WRITTEN TASK: Turn every line of the entries below into a JSON list of strings, one string per line, with blank lines left out. Leave the pictures out of the list.

───── THE RECORDS ─────

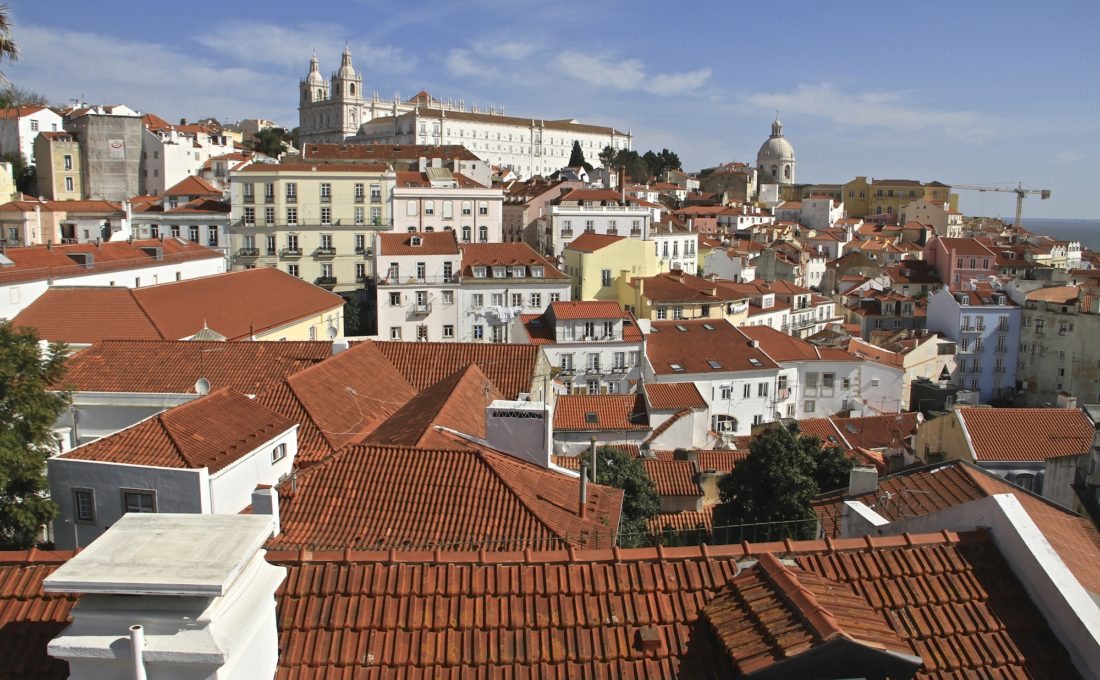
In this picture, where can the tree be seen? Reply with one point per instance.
(640, 500)
(270, 142)
(28, 413)
(776, 484)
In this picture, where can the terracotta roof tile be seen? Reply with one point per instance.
(458, 402)
(211, 431)
(233, 305)
(1026, 434)
(604, 412)
(702, 347)
(949, 599)
(509, 366)
(673, 396)
(672, 478)
(935, 487)
(380, 497)
(174, 366)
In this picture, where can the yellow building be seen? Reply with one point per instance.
(862, 197)
(675, 295)
(594, 262)
(312, 221)
(57, 163)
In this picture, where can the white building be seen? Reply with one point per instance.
(338, 109)
(171, 153)
(19, 125)
(593, 347)
(188, 459)
(438, 199)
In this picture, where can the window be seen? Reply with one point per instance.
(723, 424)
(84, 505)
(134, 501)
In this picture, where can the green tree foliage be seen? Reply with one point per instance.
(783, 472)
(640, 500)
(28, 413)
(270, 141)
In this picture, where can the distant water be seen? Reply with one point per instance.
(1086, 231)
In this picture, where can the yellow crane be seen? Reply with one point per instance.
(1019, 190)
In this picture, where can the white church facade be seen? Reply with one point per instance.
(338, 110)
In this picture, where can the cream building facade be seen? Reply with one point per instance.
(338, 109)
(312, 221)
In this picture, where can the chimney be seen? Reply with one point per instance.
(583, 507)
(523, 429)
(862, 480)
(201, 574)
(265, 502)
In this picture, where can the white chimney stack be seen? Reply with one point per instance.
(191, 594)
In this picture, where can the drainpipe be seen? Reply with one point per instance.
(138, 650)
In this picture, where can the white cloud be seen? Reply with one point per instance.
(628, 75)
(894, 110)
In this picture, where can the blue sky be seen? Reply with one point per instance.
(975, 92)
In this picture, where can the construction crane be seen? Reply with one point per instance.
(1019, 190)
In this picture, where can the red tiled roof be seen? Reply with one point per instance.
(602, 412)
(458, 403)
(696, 347)
(234, 305)
(773, 613)
(340, 401)
(380, 497)
(673, 396)
(781, 347)
(211, 431)
(672, 478)
(1025, 434)
(488, 254)
(41, 262)
(590, 242)
(31, 617)
(930, 490)
(431, 243)
(950, 599)
(510, 368)
(174, 366)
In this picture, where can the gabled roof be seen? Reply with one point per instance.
(510, 368)
(340, 401)
(488, 254)
(380, 497)
(673, 396)
(169, 366)
(1025, 434)
(935, 487)
(428, 243)
(211, 431)
(702, 346)
(235, 305)
(458, 402)
(600, 412)
(949, 599)
(778, 616)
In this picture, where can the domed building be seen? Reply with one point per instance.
(776, 157)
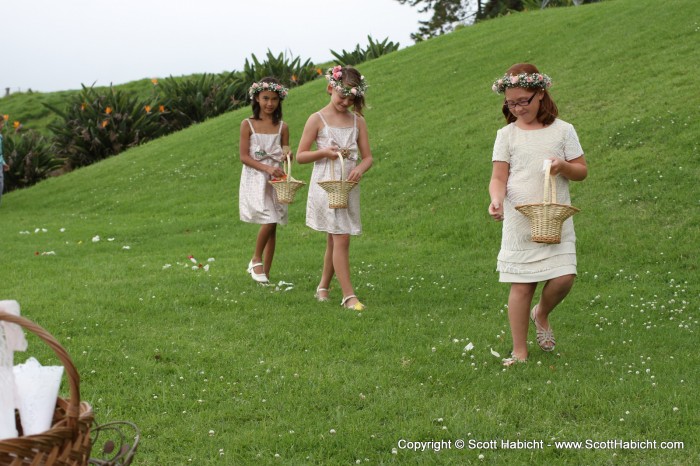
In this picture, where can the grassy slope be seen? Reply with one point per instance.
(28, 107)
(182, 352)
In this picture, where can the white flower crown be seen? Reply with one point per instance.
(334, 75)
(261, 86)
(532, 81)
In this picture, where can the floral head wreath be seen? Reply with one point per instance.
(261, 86)
(334, 75)
(531, 81)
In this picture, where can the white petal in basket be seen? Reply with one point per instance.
(37, 390)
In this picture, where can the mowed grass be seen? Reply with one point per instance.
(217, 370)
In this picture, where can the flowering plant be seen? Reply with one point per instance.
(334, 75)
(531, 81)
(261, 86)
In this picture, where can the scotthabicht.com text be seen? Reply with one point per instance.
(503, 444)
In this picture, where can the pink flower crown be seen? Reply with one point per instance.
(261, 86)
(334, 75)
(532, 81)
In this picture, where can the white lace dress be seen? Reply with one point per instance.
(257, 199)
(520, 260)
(318, 215)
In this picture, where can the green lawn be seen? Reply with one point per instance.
(216, 370)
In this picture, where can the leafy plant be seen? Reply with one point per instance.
(195, 99)
(290, 71)
(96, 126)
(359, 55)
(30, 157)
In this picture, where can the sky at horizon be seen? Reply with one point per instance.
(51, 46)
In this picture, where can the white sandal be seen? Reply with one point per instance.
(258, 277)
(317, 295)
(358, 306)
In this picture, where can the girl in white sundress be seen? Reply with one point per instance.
(264, 142)
(337, 132)
(533, 134)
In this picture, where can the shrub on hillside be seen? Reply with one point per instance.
(31, 158)
(192, 100)
(290, 71)
(95, 126)
(359, 55)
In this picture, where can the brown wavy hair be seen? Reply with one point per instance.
(277, 114)
(548, 111)
(352, 78)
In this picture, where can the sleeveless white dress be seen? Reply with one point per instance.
(257, 199)
(520, 260)
(318, 215)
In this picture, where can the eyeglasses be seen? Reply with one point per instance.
(522, 103)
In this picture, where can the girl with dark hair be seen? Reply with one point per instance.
(264, 144)
(337, 132)
(533, 135)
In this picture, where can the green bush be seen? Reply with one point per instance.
(290, 71)
(359, 55)
(96, 126)
(31, 158)
(195, 99)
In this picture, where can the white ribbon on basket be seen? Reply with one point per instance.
(37, 390)
(11, 339)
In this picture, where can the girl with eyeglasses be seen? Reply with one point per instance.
(533, 135)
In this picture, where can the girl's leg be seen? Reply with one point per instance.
(554, 292)
(341, 264)
(260, 243)
(269, 250)
(519, 302)
(328, 269)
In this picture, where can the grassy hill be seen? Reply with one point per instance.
(29, 109)
(214, 369)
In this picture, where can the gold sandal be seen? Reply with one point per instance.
(545, 338)
(317, 295)
(358, 306)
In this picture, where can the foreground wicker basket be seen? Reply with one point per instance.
(286, 188)
(67, 442)
(338, 190)
(547, 218)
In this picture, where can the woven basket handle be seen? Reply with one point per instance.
(73, 409)
(288, 171)
(342, 168)
(550, 186)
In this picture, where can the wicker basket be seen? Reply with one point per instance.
(286, 188)
(67, 442)
(547, 218)
(338, 190)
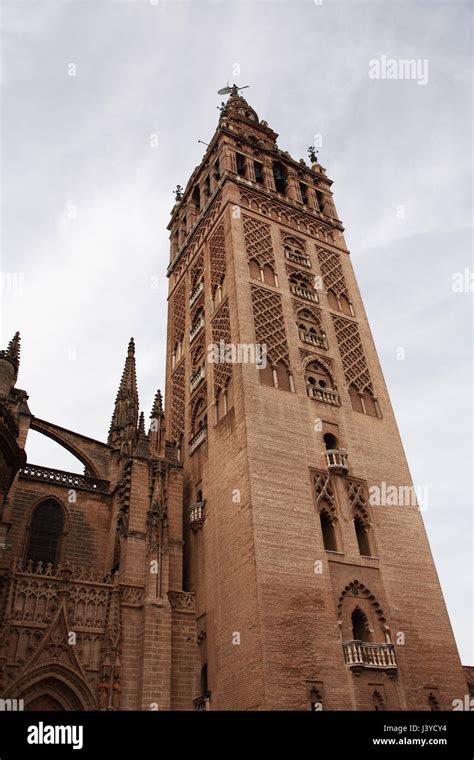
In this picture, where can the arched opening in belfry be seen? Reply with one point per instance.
(330, 441)
(360, 626)
(328, 531)
(362, 534)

─────

EXERCISE RESULT:
[
  "In this picture, where can the tree be seen? Reply with one point per instance.",
  "(640, 500)",
  "(270, 142)",
  "(28, 413)",
  "(776, 484)",
  "In this picture, where can the terracotta roof tile be seen? Reply with one point per instance.",
  "(458, 402)",
  "(211, 431)",
  "(233, 305)",
  "(1026, 434)",
  "(604, 412)",
  "(702, 347)",
  "(949, 599)",
  "(509, 366)",
  "(673, 396)",
  "(672, 478)",
  "(935, 487)",
  "(380, 497)",
  "(174, 366)",
  "In this picture, where can the yellow building be seen? Reply with one point per instance.",
  "(862, 197)",
  "(675, 295)",
  "(594, 262)",
  "(312, 221)",
  "(57, 163)",
  "In this picture, where can the white building be seen? Reply with one point per instance.",
  "(338, 109)",
  "(171, 153)",
  "(19, 125)",
  "(593, 347)",
  "(188, 459)",
  "(438, 199)",
  "In this picture, where can the window be seen? Reply with one point per instance.",
  "(723, 424)",
  "(84, 505)",
  "(134, 501)",
  "In this picture, where can the green tree foliage be seen? Reply with one point per instance.",
  "(783, 472)",
  "(640, 500)",
  "(28, 413)",
  "(270, 141)",
  "In this picture, where can the distant water be seen? Reply with one point per instance.",
  "(1086, 231)",
  "In this picture, where can the yellow crane be seen? Reply with one point per instance.",
  "(1019, 190)",
  "In this picture, where can the white church facade be seen? Reply with one point per instance.",
  "(338, 110)",
  "In this picture, where can the cream building facade be seen? Reply with one point per instance.",
  "(338, 109)",
  "(312, 221)",
  "In this picture, where can the chimney be seen? Reply with one point per instance.",
  "(583, 507)",
  "(523, 429)",
  "(862, 480)",
  "(201, 574)",
  "(265, 502)",
  "In this picture, where can the white chimney stack be seen? Reply with one point per instance.",
  "(191, 594)",
  "In this picture, where can the drainpipe be seen? Reply with one point per instance.",
  "(138, 650)",
  "In this picture, where can the white cloud be seen? Reply with one point per instance.",
  "(628, 75)",
  "(894, 110)",
  "In this picture, where can the blue sky be seen? Reply with one point per instance.",
  "(975, 92)",
  "In this picture, where can the construction crane be seen? Reply with one point per instance.",
  "(1019, 190)",
  "In this picture, where can the red tiled roof be seen? Reply with one point per instance.",
  "(602, 412)",
  "(458, 403)",
  "(696, 347)",
  "(234, 305)",
  "(773, 613)",
  "(340, 401)",
  "(380, 497)",
  "(673, 396)",
  "(781, 347)",
  "(211, 431)",
  "(672, 478)",
  "(1025, 434)",
  "(488, 254)",
  "(41, 262)",
  "(590, 242)",
  "(31, 617)",
  "(930, 490)",
  "(431, 243)",
  "(950, 599)",
  "(510, 368)",
  "(174, 366)",
  "In this picture, where can the gabled roof be seen? Reply with one point per instance.",
  "(510, 368)",
  "(340, 401)",
  "(488, 254)",
  "(380, 497)",
  "(673, 396)",
  "(169, 366)",
  "(1025, 434)",
  "(935, 487)",
  "(428, 243)",
  "(211, 431)",
  "(702, 346)",
  "(235, 305)",
  "(458, 402)",
  "(600, 412)",
  "(949, 599)",
  "(778, 616)",
  "In this picture, where can the domed building be seen? Reply with one point per instance.",
  "(776, 157)",
  "In this picture, where can the grassy slope be seen? Reply with one point per instance.",
  "(28, 107)",
  "(182, 352)",
  "In this picture, where can the white flower crown be seen? Reply with one point per instance.",
  "(334, 75)",
  "(261, 86)",
  "(532, 81)",
  "In this picture, where can the floral head wreath be seen? Reply with one point per instance.",
  "(261, 86)",
  "(334, 75)",
  "(531, 81)",
  "In this picture, where can the white petal in basket be seen? Reply with one point per instance.",
  "(37, 390)",
  "In this picture, where can the mowed grass be seen? Reply with one point per instance.",
  "(217, 370)",
  "In this picture, where can the flowering plant be seen? Reply with one point per instance.",
  "(334, 75)",
  "(531, 81)",
  "(261, 86)",
  "In this picture, where can the scotthabicht.com text be seen? Reply with one point per instance.",
  "(503, 444)",
  "In this picture, where can the pink flower crown be seen? Reply with one point per instance.",
  "(261, 86)",
  "(334, 75)",
  "(532, 81)",
  "In this picture, where can the white lace dress be seen? Reply with one point per instance.",
  "(257, 199)",
  "(520, 260)",
  "(318, 215)",
  "In this picture, where can the green lawn be seen? Reply with one point per instance.",
  "(216, 370)",
  "In this picture, where can the leafy plant be seen? Reply with one point per instance.",
  "(195, 99)",
  "(290, 71)",
  "(96, 126)",
  "(359, 55)",
  "(30, 157)",
  "In this picture, where can the sky at horizon be seen? Reply with one point per instance.",
  "(51, 46)",
  "In this picture, where can the white sandal be seen? Reply with one point per instance.",
  "(258, 277)",
  "(317, 295)",
  "(358, 306)",
  "In this picture, where can the girl in white sundress be seen? Reply with one point per instance.",
  "(264, 142)",
  "(337, 132)",
  "(533, 134)",
  "In this picture, where can the shrub on hillside be seen? Reply with one point per instance.",
  "(31, 158)",
  "(192, 100)",
  "(290, 71)",
  "(95, 126)",
  "(359, 55)",
  "In this picture, where can the brown wavy hair be seen? Reply with one point per instance.",
  "(277, 114)",
  "(548, 111)",
  "(352, 78)",
  "In this picture, where can the sleeveless white dress be seen? Reply with one point per instance.",
  "(257, 199)",
  "(520, 260)",
  "(318, 215)",
  "In this picture, where can the eyeglasses be seen? Reply with one point per instance.",
  "(522, 103)",
  "In this picture, where can the girl with dark hair be seen? Reply with one point per instance.",
  "(264, 144)",
  "(337, 132)",
  "(533, 135)",
  "In this picture, where can the green bush be seen? Reply with one point per instance.",
  "(290, 71)",
  "(359, 55)",
  "(96, 126)",
  "(31, 158)",
  "(195, 99)",
  "In this picture, where can the white ribbon on basket be seen? Reply with one point per instance.",
  "(37, 390)",
  "(11, 339)",
  "In this picture, where can the girl with eyeglasses be seen? Reply with one point per instance.",
  "(533, 135)",
  "In this picture, where can the girl's leg be seen? Reply with one point per instance.",
  "(554, 292)",
  "(341, 264)",
  "(260, 243)",
  "(269, 250)",
  "(519, 302)",
  "(328, 269)",
  "In this picture, where can the grassy hill be seen? Reply with one point per instance.",
  "(29, 109)",
  "(214, 369)",
  "In this picture, where can the gold sandal be seen? Reply with one point per instance.",
  "(545, 338)",
  "(317, 295)",
  "(358, 306)",
  "In this picture, where can the foreground wicker basket be seen? Reply with one point per instance.",
  "(286, 188)",
  "(67, 442)",
  "(338, 190)",
  "(547, 218)",
  "In this picture, where can the woven basket handle be seen? Reply with one point per instance.",
  "(73, 409)",
  "(288, 171)",
  "(342, 168)",
  "(550, 186)",
  "In this picture, where can the wicker basket be seen? Reply with one point per instance.",
  "(286, 188)",
  "(67, 442)",
  "(547, 218)",
  "(338, 190)",
  "In this picture, where can the arched opening in belfry be seen? Reply with one point per instance.",
  "(330, 441)",
  "(360, 626)",
  "(328, 531)",
  "(362, 534)"
]